==== EXCERPT TO READ ====

Now, though, SETI has come up to date. It's thrown out the 32 machines it built and quit the OEM biz completely. In those old machines' place are 64 quad-core Dell 6100 servers donated by Dell, Google, and Intel. "This is the technology capability we've been looking for. We've got it, we should run with it," Tarter said.

The search software that's running on the PCs – called SETI on the ATA (SonATA) – has been rewritten, as well. However, it was recoded not only so it could run on the quad-core servers, but also as part of a larger move towards releasing the APIs to the community under an open source license.

SonATA contains 440,000 lines of code written mostly in C, C++, and Java. That's not big by industry standards – Microsoft's Windows contains more than 50 million of lines of code, while the Linux kernel 2.6.34 saw more than 400,000 lines of code added just last year. As such, SETI Institute's director of open-innovation Avinash Agrawal, an ex–Sun Microsystems senior director of engineering that SETI hired in 2009 to drive the tech side of its great opening up, tells us this was "just" a simple porting project.

Licensing, the final frontier

Agrawal's team finished open sourcing SonATA on March 1, releasing it under GPLv3 – you can get the code on GitHub. The internal deadline was actually December 1, but the weeks between December and early 2011 were spent in QA before moving to production. "While, strictly speaking, we did not meet the deadline, we did pretty well," Agrawal told us after wrapping up the port and releasing the code to open source.

Agrawal tells us that the biggest challenge was licensing – going through thousands of lines of code to find what could be released under open source, and making the rest of the code safe from a patent perspective.

Your algorithms wanted

Working with licensing specialist Palamida, Agrawal identified 71 licenses with different restrictions and permissions. His team either found alternatives or wrote around the encumbered code. "It took a long time to go through each license, and either affirm that it was OK to distribute or replace the software with something else," Agrawal said

The next phase is bringing onboard the outsiders who SETI hopes can bring a fresh perspective and spot missed opportunities by coding new algorithms. Some older algorithms have already been released as source code, but the plan is to release newer algorithms this summer.

SETI wants algorithms to be submitted to the setiQuest Program where they will be reviewed by SETI's engineers and scientists; if they're considered good enough for real-time analysis, SETI will consider combining them with SonATA. "What we look for are better ways of searching, algorithms that allow us to cover more data, or those that are faster," Agrawal said.

Big Ear radio telescope

Big Ear: the better to hear you with, ET

One target ripe for a fresh look using new algorithms is an area of space called the Water-Hole band of 1,420MHz to 1,720MHZ that SETI has been looking at for years. About 20MHz of this band is blocked by strong interference coming from signals on or around Earth that's generated by satellites and cell phones.

"Instead of filtering it out we basically ignore that band," Agrawal told us. "Jill says: 'Maybe there's something in that we don't know – let's investigate further.' That will require us to have more precise information about radio frequencies and require us to analyze the data much more than what we are able to do today."

====

WHAT TO DO » Write out everything in the SETI passage from "Agrawal's team finished" down to "to open source.".

==== STORED ROWS ====

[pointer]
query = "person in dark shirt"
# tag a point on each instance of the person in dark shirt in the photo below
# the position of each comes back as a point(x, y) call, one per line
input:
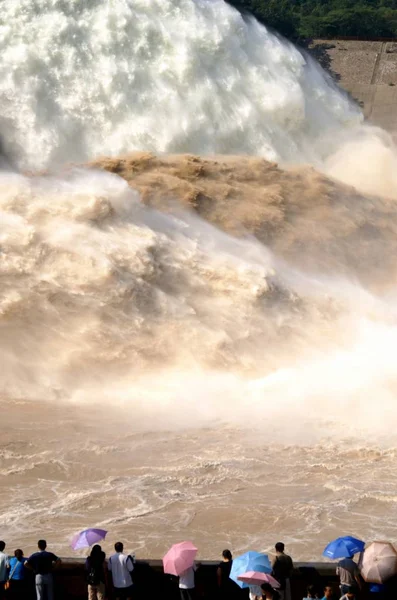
point(96, 574)
point(42, 564)
point(227, 587)
point(282, 571)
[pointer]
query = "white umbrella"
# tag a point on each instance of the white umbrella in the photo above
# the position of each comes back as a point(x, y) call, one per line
point(378, 562)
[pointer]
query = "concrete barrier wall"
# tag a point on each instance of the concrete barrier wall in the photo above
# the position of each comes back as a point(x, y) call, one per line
point(367, 71)
point(150, 581)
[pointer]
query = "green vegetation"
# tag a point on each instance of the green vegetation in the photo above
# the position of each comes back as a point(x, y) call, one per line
point(302, 19)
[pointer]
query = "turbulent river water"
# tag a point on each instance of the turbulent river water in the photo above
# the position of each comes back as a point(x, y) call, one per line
point(219, 365)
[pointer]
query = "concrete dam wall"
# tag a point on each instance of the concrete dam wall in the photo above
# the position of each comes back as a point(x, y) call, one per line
point(368, 71)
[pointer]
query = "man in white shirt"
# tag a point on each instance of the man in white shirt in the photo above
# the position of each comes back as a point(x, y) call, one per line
point(3, 568)
point(186, 583)
point(121, 566)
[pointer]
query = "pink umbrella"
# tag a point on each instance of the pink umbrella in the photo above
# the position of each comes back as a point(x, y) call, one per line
point(257, 578)
point(179, 558)
point(378, 562)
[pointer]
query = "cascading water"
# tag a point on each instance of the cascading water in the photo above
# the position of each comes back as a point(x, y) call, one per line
point(119, 323)
point(80, 79)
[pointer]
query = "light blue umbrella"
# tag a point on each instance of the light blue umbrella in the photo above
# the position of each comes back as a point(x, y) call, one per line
point(250, 561)
point(343, 547)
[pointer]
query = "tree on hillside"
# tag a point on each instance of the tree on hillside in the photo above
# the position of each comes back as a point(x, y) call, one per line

====

TASK OUTPUT »
Agrawal's team finished open sourcing SonATA on March 1, releasing it under GPLv3 – you can get the code on GitHub. The internal deadline was actually December 1, but the weeks between December and early 2011 were spent in QA before moving to production. "While, strictly speaking, we did not meet the deadline, we did pretty well," Agrawal told us after wrapping up the port and releasing the code to open source.